### HOW TO COMPLETE THIS TASK
Exactly as written, transcribe the data that follows.
[RECORDS PROVIDED — start]
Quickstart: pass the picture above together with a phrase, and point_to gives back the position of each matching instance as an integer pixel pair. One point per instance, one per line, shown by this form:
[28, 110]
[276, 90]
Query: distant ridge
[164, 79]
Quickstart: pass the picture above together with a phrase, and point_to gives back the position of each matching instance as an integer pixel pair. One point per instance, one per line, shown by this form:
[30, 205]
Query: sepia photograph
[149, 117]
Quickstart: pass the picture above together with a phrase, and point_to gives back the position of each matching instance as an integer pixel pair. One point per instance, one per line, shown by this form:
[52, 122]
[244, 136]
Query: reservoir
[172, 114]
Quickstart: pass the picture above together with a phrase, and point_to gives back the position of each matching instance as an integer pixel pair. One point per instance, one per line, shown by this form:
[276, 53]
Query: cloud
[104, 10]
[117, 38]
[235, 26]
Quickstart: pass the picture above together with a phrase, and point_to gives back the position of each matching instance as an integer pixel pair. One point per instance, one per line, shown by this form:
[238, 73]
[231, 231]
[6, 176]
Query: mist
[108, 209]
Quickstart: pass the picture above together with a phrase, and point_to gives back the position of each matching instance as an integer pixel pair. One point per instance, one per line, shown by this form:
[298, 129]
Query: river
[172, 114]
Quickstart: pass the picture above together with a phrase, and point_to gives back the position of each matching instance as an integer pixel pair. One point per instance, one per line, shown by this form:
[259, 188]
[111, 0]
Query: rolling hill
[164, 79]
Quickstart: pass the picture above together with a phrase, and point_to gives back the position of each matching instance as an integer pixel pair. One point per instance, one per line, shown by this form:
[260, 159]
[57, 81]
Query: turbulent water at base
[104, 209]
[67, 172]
[RECORDS PROVIDED — finish]
### SOLVED PROBLEM
Quickstart: pass the picture above together with a phrase, and point_to gives back the position of each matching instance as an integer pixel pair. One point per instance, one per line, shown by this form:
[28, 110]
[276, 90]
Query: distant ridge
[164, 79]
Quickstart: pass the picture above together with a phrase, and point_to gives back the position of each matching instance as an integer pixel pair. One point per instance, one per line, shown by this form:
[30, 205]
Query: sepia photograph
[149, 117]
Quickstart: pass the picture above together with a phrase, and point_to gives back the position of each matching instance as an integer pixel pair. One point per instance, one per line, shown by this form:
[52, 122]
[244, 136]
Query: reservoir
[172, 114]
Quickstart: pass the picture above together with a phrase, and point_to gives back the position of each matching instance as an integer pixel pair. One point per instance, one per line, shown by this form:
[276, 53]
Query: cloud
[104, 10]
[117, 38]
[235, 26]
Quickstart: pass the picture above together with a phrase, and point_to gives back the position of each matching instance as an integer pixel pair. One point per instance, one per line, shown by this form:
[238, 73]
[231, 231]
[6, 176]
Query: mist
[108, 209]
Quickstart: pass the picture above together with a phrase, and point_to gives back the position of each matching instance as an integer pixel pair. One point per instance, one per line, shown by this form:
[298, 129]
Query: river
[172, 114]
Quickstart: pass the picture above together with a phrase, and point_to gives back the position of each matching instance as an integer pixel pair. One point per instance, one per line, shown by this form:
[259, 188]
[111, 0]
Query: rolling hill
[164, 79]
Quickstart: pass the picture above together with a phrase, and point_to gives back the position of each matching instance as an integer pixel pair. One point per instance, one per line, shown by this form:
[260, 159]
[57, 81]
Query: turbulent water at base
[104, 209]
[67, 172]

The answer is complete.